:: The tasks ::
a) According to the excerpted passage, for what sum did the September 1, 1981 letters reaffirm the repurchase of Malcolm Delacorte's interests?
b) Show each line of the listing that includes the string "waste".

A similar guarantee to purchase that interest acquired by Stella Delacorte in the second transaction is contained in the letter of March 27,1979 which states in part that the defendants TLC and ALLMA will “guarantee”:
“(b) to repurchase at your option, after May 1982, your remaining one-third interest and possession for the higher of either * * * fair market value or * * * $5,000 during May, 1982 for a price that is reduced by $60 per month for each month owned by you after June 1, 1982.”
Thereafter, defendant apparently had some difficulty in marketing the bull and did not meet the repurchase dates set forth in its original agreements.
To reassure plaintiff, defendant Dick Leys, as an officer on behalf of TLC and ALLMA, and also “personally” in separate letters to each plaintiff dated September 1,1981, reaffirmed that they would repurchase by certain specified dates, Malcolm Delacorte’s interests for the sum of $13,000 and Stella Delacorte’s interests for the total sum of $10,000.
The instant action arises out of defendants’ failure to repurchase as allegedly agreed. Specifically, plaintiffs in the first and second causes of action allege a breach of contract by defendants, TLC and ALLMA, in their refusal to repurchase pursuant to the 1978 and 1979 agreements, and breach by defendants, Leys and TLC, of their follow-up agreements of September 1, 1981.
The third and fourth causes of action seek rescission of the contracts of purchase and/or damages based on defendants’ alleged “fraudulent” misrepresentations in inducing plaintiffs’ purchases.

:: Record extracts ::
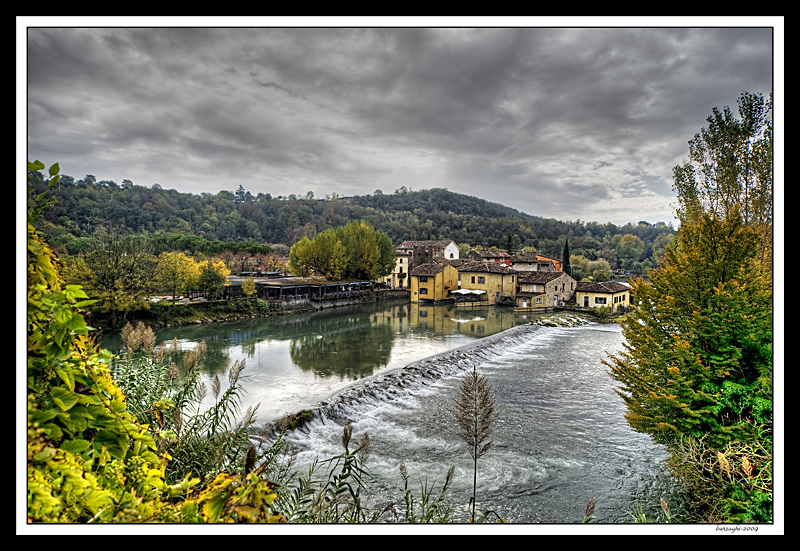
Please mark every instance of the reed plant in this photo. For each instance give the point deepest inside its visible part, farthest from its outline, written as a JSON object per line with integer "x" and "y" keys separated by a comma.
{"x": 213, "y": 440}
{"x": 201, "y": 439}
{"x": 429, "y": 507}
{"x": 475, "y": 414}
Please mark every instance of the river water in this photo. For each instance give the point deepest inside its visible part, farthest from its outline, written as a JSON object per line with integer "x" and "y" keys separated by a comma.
{"x": 393, "y": 371}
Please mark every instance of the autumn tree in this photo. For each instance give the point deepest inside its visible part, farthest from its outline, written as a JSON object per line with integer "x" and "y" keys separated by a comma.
{"x": 696, "y": 370}
{"x": 119, "y": 272}
{"x": 353, "y": 251}
{"x": 176, "y": 273}
{"x": 213, "y": 277}
{"x": 730, "y": 168}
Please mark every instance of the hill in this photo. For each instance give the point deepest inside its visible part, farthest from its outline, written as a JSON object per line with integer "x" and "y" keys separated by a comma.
{"x": 83, "y": 206}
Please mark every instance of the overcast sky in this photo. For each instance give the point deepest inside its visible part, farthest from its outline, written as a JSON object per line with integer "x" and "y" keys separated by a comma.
{"x": 567, "y": 123}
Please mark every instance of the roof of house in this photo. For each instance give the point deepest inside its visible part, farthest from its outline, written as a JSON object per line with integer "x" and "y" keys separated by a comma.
{"x": 428, "y": 269}
{"x": 494, "y": 254}
{"x": 601, "y": 287}
{"x": 413, "y": 244}
{"x": 539, "y": 277}
{"x": 480, "y": 266}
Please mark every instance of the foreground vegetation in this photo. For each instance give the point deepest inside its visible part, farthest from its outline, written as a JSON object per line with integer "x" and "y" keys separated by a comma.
{"x": 134, "y": 439}
{"x": 697, "y": 371}
{"x": 138, "y": 439}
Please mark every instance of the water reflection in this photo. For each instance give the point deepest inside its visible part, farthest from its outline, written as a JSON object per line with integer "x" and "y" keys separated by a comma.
{"x": 295, "y": 361}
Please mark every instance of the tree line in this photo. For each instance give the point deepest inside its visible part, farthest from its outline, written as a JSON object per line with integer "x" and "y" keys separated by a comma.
{"x": 180, "y": 221}
{"x": 695, "y": 373}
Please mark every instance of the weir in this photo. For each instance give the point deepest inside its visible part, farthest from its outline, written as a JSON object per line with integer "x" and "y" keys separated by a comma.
{"x": 389, "y": 385}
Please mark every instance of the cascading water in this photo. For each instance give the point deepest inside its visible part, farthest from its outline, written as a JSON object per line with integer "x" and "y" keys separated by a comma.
{"x": 561, "y": 438}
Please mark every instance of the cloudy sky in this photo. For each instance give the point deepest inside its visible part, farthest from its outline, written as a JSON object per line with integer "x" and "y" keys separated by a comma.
{"x": 560, "y": 121}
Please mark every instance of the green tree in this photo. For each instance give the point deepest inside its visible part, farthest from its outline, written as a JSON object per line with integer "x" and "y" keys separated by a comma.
{"x": 629, "y": 250}
{"x": 696, "y": 372}
{"x": 730, "y": 168}
{"x": 370, "y": 254}
{"x": 249, "y": 287}
{"x": 213, "y": 277}
{"x": 565, "y": 260}
{"x": 176, "y": 273}
{"x": 324, "y": 256}
{"x": 353, "y": 251}
{"x": 698, "y": 353}
{"x": 120, "y": 272}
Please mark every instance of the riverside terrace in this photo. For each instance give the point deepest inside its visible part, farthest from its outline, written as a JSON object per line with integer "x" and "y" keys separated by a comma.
{"x": 299, "y": 288}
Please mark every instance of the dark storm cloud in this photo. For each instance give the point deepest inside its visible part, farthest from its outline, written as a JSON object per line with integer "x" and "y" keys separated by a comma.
{"x": 565, "y": 123}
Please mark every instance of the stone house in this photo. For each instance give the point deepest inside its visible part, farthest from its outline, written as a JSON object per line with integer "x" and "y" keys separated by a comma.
{"x": 432, "y": 282}
{"x": 544, "y": 289}
{"x": 496, "y": 279}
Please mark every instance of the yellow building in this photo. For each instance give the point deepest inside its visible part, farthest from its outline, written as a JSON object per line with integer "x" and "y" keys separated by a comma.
{"x": 433, "y": 282}
{"x": 608, "y": 293}
{"x": 399, "y": 277}
{"x": 497, "y": 280}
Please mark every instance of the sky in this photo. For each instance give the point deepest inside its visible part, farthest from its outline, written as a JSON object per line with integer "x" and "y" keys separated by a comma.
{"x": 566, "y": 119}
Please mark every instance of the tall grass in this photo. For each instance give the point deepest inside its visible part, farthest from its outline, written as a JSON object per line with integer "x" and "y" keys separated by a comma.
{"x": 204, "y": 439}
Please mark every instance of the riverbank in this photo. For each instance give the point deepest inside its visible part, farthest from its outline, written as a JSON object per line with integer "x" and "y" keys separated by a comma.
{"x": 166, "y": 314}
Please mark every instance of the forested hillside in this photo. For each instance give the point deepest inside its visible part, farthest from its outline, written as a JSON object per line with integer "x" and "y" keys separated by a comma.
{"x": 84, "y": 205}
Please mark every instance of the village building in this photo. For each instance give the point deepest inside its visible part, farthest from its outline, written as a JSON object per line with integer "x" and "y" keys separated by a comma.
{"x": 613, "y": 294}
{"x": 409, "y": 254}
{"x": 499, "y": 257}
{"x": 544, "y": 289}
{"x": 497, "y": 280}
{"x": 433, "y": 282}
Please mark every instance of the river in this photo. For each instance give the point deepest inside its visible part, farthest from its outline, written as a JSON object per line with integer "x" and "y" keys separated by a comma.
{"x": 393, "y": 370}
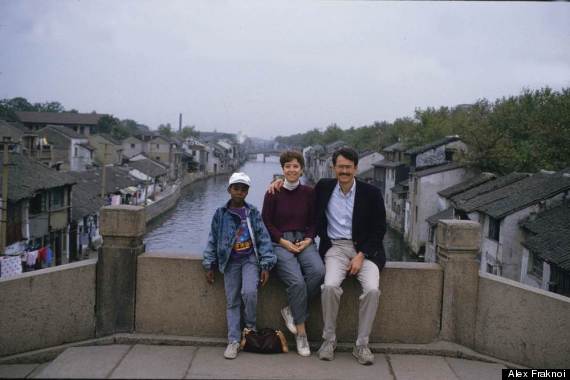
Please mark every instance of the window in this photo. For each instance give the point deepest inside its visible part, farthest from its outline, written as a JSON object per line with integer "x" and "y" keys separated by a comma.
{"x": 57, "y": 198}
{"x": 37, "y": 204}
{"x": 534, "y": 265}
{"x": 494, "y": 228}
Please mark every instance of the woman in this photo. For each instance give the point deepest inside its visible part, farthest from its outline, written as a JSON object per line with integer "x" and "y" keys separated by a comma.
{"x": 289, "y": 217}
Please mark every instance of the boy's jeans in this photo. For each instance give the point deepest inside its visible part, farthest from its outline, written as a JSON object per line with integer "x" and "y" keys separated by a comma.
{"x": 241, "y": 278}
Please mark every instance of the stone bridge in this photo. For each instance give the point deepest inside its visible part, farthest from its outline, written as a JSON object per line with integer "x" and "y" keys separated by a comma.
{"x": 131, "y": 296}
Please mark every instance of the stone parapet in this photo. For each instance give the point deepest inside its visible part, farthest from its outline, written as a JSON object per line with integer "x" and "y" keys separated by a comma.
{"x": 458, "y": 244}
{"x": 122, "y": 229}
{"x": 174, "y": 298}
{"x": 47, "y": 307}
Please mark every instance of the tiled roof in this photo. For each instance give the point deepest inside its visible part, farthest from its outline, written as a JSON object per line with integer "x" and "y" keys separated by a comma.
{"x": 518, "y": 195}
{"x": 86, "y": 194}
{"x": 445, "y": 214}
{"x": 437, "y": 169}
{"x": 550, "y": 237}
{"x": 109, "y": 138}
{"x": 27, "y": 177}
{"x": 435, "y": 144}
{"x": 388, "y": 164}
{"x": 8, "y": 129}
{"x": 466, "y": 185}
{"x": 59, "y": 118}
{"x": 148, "y": 167}
{"x": 66, "y": 131}
{"x": 397, "y": 147}
{"x": 468, "y": 201}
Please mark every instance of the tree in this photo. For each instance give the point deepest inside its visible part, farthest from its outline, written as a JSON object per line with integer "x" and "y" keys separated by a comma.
{"x": 188, "y": 131}
{"x": 106, "y": 123}
{"x": 165, "y": 130}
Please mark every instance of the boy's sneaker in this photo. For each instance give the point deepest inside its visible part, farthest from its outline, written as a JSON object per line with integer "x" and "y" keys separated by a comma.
{"x": 326, "y": 352}
{"x": 363, "y": 354}
{"x": 288, "y": 317}
{"x": 231, "y": 350}
{"x": 302, "y": 345}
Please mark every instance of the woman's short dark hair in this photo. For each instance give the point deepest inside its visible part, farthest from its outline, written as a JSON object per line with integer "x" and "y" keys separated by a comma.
{"x": 348, "y": 153}
{"x": 291, "y": 155}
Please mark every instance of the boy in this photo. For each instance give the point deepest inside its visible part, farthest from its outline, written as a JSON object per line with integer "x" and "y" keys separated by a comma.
{"x": 239, "y": 246}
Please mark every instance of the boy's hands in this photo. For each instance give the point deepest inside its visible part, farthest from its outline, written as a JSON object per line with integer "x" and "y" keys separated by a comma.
{"x": 264, "y": 278}
{"x": 290, "y": 246}
{"x": 210, "y": 276}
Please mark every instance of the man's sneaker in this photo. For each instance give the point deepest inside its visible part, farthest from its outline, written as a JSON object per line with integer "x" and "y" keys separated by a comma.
{"x": 231, "y": 350}
{"x": 288, "y": 317}
{"x": 363, "y": 354}
{"x": 302, "y": 345}
{"x": 326, "y": 352}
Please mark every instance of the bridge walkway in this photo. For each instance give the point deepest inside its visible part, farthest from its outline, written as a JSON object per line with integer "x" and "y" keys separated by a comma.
{"x": 207, "y": 362}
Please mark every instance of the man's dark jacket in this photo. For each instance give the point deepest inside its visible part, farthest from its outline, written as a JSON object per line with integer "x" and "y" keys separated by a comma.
{"x": 368, "y": 219}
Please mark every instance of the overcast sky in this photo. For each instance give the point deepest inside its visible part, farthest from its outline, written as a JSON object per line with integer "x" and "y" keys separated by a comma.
{"x": 270, "y": 68}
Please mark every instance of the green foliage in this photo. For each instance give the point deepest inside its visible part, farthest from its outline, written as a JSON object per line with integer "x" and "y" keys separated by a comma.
{"x": 527, "y": 132}
{"x": 165, "y": 130}
{"x": 188, "y": 131}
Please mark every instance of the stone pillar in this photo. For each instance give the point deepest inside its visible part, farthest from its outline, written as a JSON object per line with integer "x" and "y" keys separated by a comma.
{"x": 122, "y": 229}
{"x": 458, "y": 244}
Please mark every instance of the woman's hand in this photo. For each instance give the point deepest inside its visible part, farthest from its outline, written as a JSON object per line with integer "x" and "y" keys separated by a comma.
{"x": 289, "y": 245}
{"x": 304, "y": 244}
{"x": 275, "y": 186}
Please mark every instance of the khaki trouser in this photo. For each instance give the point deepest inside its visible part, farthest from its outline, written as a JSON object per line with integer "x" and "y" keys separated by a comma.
{"x": 337, "y": 260}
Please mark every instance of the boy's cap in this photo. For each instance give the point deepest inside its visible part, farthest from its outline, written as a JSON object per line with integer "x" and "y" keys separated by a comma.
{"x": 239, "y": 177}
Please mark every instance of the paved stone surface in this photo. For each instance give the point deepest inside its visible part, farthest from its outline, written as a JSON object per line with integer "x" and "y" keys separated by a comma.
{"x": 474, "y": 370}
{"x": 413, "y": 367}
{"x": 155, "y": 362}
{"x": 209, "y": 363}
{"x": 16, "y": 371}
{"x": 95, "y": 362}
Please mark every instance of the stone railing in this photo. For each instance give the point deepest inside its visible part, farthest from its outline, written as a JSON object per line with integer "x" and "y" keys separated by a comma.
{"x": 420, "y": 302}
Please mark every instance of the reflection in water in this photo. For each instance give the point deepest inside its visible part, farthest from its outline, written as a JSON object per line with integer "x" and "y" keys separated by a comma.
{"x": 184, "y": 229}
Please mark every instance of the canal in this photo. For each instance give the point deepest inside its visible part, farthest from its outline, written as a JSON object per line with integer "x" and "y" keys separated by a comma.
{"x": 184, "y": 229}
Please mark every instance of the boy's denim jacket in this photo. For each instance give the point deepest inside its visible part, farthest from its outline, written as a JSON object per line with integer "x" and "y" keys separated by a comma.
{"x": 223, "y": 234}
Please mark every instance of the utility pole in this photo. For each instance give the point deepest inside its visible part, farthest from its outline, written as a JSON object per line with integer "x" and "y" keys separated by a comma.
{"x": 103, "y": 176}
{"x": 6, "y": 142}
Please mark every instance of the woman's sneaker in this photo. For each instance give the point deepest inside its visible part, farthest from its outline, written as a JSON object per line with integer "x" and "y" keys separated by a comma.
{"x": 363, "y": 354}
{"x": 231, "y": 350}
{"x": 288, "y": 317}
{"x": 302, "y": 345}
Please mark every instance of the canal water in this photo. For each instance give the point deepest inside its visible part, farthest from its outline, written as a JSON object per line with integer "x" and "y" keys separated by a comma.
{"x": 184, "y": 229}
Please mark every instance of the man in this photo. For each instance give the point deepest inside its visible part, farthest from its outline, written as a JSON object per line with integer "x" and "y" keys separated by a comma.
{"x": 351, "y": 222}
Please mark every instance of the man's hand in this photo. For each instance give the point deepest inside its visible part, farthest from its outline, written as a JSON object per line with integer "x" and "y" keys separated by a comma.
{"x": 275, "y": 186}
{"x": 210, "y": 276}
{"x": 356, "y": 264}
{"x": 290, "y": 246}
{"x": 264, "y": 277}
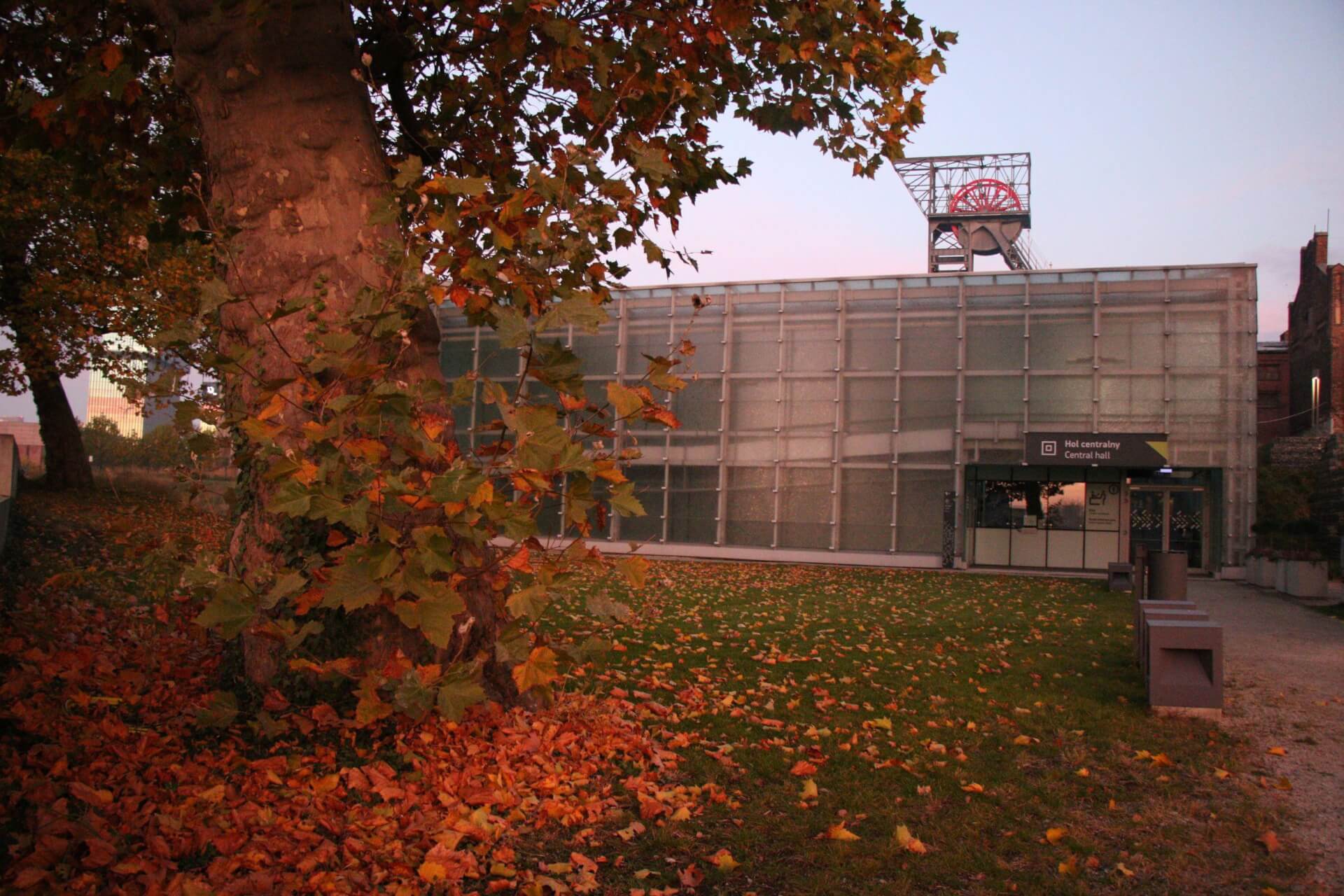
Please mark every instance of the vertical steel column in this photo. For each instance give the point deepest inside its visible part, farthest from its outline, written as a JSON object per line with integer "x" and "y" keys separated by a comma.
{"x": 1096, "y": 360}
{"x": 895, "y": 419}
{"x": 1167, "y": 356}
{"x": 778, "y": 421}
{"x": 958, "y": 444}
{"x": 839, "y": 407}
{"x": 724, "y": 400}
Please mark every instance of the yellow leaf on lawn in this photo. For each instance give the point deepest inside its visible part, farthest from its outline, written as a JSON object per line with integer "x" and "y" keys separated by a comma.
{"x": 909, "y": 841}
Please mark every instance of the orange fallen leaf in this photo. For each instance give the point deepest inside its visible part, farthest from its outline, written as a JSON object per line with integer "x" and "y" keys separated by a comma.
{"x": 839, "y": 832}
{"x": 909, "y": 841}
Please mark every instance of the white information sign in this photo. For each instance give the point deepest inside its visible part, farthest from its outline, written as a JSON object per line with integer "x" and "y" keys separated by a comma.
{"x": 1102, "y": 507}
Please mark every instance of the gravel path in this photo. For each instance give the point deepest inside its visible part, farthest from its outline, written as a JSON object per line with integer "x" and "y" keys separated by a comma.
{"x": 1284, "y": 687}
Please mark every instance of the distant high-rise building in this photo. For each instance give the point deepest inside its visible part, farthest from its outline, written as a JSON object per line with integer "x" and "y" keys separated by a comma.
{"x": 108, "y": 399}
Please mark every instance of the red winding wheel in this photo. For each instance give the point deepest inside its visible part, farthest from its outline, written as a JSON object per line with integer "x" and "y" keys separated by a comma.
{"x": 984, "y": 195}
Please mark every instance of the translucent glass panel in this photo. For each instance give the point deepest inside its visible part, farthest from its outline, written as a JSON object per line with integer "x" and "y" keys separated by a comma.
{"x": 993, "y": 399}
{"x": 705, "y": 331}
{"x": 749, "y": 510}
{"x": 756, "y": 337}
{"x": 692, "y": 504}
{"x": 1132, "y": 399}
{"x": 698, "y": 406}
{"x": 929, "y": 344}
{"x": 1060, "y": 342}
{"x": 1130, "y": 340}
{"x": 753, "y": 416}
{"x": 456, "y": 352}
{"x": 920, "y": 510}
{"x": 495, "y": 362}
{"x": 870, "y": 344}
{"x": 995, "y": 343}
{"x": 1059, "y": 400}
{"x": 1200, "y": 405}
{"x": 806, "y": 508}
{"x": 597, "y": 351}
{"x": 1199, "y": 339}
{"x": 809, "y": 344}
{"x": 866, "y": 510}
{"x": 648, "y": 489}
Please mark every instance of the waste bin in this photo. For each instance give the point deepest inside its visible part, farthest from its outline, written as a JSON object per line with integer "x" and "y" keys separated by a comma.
{"x": 1167, "y": 571}
{"x": 1142, "y": 571}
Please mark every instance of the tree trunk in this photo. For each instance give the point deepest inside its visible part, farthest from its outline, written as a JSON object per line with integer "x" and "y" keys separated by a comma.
{"x": 64, "y": 453}
{"x": 298, "y": 167}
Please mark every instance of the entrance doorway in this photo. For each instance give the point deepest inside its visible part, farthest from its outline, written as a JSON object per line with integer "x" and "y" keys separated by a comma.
{"x": 1170, "y": 519}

:: Complete answers ::
a) $13,000.

b)
Please mark every instance of the waste bin in this photo. For each instance give the point deepest inside its visible part, farthest from its outline, written as a JSON object per line with integer "x" and "y" keys separated by a comma.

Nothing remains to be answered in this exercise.